▶ Problem requirements: Can you reproduce, word for word, the part of the court opinion below that opens with the words containing "CourtMissouri Court of" and closes with "FARRINGTON, J."?

▶ Text under study:
▼

Greer v. Springfield Creamery Co.

Decision Date08 May 1922
Docket NumberNo. 2996.,2996.
Citation240 S.W. 833
PartiesGREER v. SPRINGFIELD CREAMERY CO.
CourtMissouri Court of Appeals

Appeal from Circuit Court, Greene County; Orin Patterson, Judge.

Action by D. W. Greer against the Springfield Creamery Company, a corporation. Judgment for plaintiff, and defendant appeals. Affirmed.

Allen & of Springfield, for appellant. Warren L. White, of Springfield, for respondent.

FARRINGTON, J.

The plaintiff recovered judgment for $1,000 in the trial court, on account of personal injuries received by him, occasioned by a collision between a buggy in which he was riding and a motor truck driven by one of defendant's servants. The time of the collision was about 10 o'clock at night, on the 28th day of August, 1920.

Plaintiff's petition alleges a number of grounds of negligence, among which was a charge based on the humanitarian doctrine, and upon which ground the case went to the jury, all other grounds being abandoned by the plaintiff in his submission of instructions. The charge in the petition under the humanitarian rule is good, and no controversy is made by the appellant on that score. The only serious ground for error made by the appellant is the giving of instruction No. 1, asked by the plaintiff.

The plaintiff's evidence shows that, on the night of the collision, about 10 o'clock he drove east on St. Louis street, in a buggy drawn by a horse which was traveling at the rate of about 2 miles an hour. In the buggy with him was a companion, and they were going to their homes. According to plaintiff, and some four or five witnesses, he kept the horse and buggy on the south side of St. Louis street, near the south or right-hand curb as he was going, until he came to Benton avenue, a street which intersects St. Louis street, Benton avenue running north and south. He intended to turn north and go on Benton avenue. His evidence shows that he drove past the center of the intersection of the streets, turned north, and had gotten the horse and all of the buggy except the center of same off of St. Louis street, going down Benton avenue, when one of defendant's motor trucks struck the buggy at about the center, knocked him out of the buggy and to the street pavement some distance west of Benton avenue, rendering him unconscious. The buggy was completely destroyed, but the horse was in no way injured. We call attention to this fact about the horse because it tends to corroborate the plaintiff's version of the collision more than it does the defendant's. After the truck had struck the buggy, it ran up over a curbing, up a terrace, and into a churchyard before it was stopped. We call attention to this because that fact corroborates plaintiff's witnesses as to the speed the truck was traveling, more than it does defendant's testimony in that respect.

▲

▶ Information provided:
▼

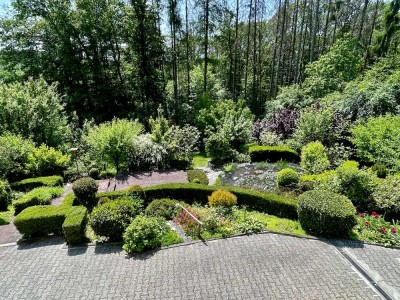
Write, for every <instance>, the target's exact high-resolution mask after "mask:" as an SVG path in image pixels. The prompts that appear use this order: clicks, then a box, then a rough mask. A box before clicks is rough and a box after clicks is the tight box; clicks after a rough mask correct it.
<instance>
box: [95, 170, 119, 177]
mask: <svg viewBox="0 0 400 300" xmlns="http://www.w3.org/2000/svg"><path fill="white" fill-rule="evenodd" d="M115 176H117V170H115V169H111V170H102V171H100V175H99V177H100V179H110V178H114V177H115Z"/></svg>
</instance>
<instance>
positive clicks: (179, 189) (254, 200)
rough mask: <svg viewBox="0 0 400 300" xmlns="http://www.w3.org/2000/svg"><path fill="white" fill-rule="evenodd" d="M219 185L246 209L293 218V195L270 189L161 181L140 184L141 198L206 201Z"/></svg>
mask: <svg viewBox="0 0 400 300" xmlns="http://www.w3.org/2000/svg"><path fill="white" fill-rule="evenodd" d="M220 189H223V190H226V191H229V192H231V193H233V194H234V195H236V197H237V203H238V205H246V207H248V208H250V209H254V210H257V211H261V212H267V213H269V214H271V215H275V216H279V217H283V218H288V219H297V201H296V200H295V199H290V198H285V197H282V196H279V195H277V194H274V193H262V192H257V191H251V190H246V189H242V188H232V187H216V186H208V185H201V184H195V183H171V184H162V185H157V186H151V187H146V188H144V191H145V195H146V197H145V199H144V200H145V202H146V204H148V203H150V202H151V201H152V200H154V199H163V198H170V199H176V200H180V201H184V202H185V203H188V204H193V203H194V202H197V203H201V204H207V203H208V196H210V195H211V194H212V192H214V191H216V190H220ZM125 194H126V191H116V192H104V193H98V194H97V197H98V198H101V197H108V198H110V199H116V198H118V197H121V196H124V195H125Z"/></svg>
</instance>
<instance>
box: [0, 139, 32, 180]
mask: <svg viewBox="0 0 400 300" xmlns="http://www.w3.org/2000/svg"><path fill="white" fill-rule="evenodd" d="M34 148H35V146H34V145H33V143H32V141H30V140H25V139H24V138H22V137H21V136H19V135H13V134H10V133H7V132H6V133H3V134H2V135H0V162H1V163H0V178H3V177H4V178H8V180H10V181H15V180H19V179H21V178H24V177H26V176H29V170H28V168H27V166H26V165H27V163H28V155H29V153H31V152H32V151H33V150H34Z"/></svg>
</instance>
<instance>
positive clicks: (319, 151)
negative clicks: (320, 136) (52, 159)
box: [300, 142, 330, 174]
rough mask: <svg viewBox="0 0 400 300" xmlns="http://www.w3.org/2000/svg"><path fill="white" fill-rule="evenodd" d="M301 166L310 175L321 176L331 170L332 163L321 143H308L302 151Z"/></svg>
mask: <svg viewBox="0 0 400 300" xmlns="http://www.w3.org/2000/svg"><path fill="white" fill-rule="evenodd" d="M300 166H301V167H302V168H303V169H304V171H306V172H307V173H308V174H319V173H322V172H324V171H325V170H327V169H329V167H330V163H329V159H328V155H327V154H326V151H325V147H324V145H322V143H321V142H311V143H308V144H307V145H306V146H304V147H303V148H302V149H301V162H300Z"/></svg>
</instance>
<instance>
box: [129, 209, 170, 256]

▲
▼

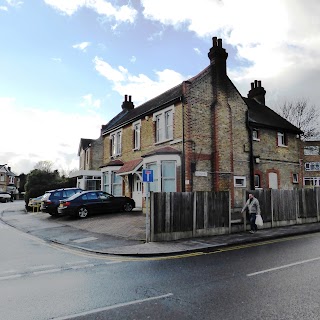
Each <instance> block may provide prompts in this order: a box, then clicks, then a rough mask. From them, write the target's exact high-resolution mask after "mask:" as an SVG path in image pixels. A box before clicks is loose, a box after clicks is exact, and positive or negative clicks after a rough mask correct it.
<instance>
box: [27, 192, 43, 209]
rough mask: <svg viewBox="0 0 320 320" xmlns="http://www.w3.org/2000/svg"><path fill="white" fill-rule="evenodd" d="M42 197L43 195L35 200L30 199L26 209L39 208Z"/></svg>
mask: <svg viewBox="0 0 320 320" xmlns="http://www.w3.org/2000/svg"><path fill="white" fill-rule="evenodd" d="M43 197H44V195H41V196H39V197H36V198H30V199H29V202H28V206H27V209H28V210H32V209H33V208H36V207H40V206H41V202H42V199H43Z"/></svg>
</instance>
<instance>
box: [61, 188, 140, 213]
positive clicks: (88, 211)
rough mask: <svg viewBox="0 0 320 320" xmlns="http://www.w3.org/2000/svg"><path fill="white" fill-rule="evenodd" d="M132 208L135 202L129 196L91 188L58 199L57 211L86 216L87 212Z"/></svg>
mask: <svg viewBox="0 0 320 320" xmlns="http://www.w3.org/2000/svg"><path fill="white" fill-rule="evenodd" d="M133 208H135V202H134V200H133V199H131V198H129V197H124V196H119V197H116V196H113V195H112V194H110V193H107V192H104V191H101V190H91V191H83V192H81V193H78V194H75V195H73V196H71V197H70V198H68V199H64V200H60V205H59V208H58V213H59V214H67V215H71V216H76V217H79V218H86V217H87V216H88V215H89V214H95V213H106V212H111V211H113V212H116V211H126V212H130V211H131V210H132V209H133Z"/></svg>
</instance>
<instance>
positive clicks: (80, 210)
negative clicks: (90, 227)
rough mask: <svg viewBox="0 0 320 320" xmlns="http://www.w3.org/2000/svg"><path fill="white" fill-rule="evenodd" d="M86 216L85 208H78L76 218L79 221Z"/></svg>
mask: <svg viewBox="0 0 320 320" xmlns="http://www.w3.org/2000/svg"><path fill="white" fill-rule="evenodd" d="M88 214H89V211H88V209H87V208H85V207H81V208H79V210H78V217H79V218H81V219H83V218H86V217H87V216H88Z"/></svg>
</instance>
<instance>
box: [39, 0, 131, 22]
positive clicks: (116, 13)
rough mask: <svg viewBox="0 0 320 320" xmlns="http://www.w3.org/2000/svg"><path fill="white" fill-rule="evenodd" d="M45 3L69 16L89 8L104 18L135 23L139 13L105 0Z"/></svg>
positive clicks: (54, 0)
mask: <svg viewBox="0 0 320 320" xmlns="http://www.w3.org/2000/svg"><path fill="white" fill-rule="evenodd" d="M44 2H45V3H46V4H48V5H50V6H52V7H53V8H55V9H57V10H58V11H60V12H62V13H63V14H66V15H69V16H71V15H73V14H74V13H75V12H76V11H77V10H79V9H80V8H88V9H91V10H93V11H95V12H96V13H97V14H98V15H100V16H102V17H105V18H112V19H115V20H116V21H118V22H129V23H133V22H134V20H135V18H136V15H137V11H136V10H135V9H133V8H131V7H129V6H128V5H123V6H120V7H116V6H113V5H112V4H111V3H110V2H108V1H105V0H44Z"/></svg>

▲

▶ Response area:
CourtMissouri Court of Appeals

Appeal from Circuit Court, Greene County; Orin Patterson, Judge.

Action by D. W. Greer against the Springfield Creamery Company, a corporation. Judgment for plaintiff, and defendant appeals. Affirmed.

Allen & of Springfield, for appellant. Warren L. White, of Springfield, for respondent.

FARRINGTON, J.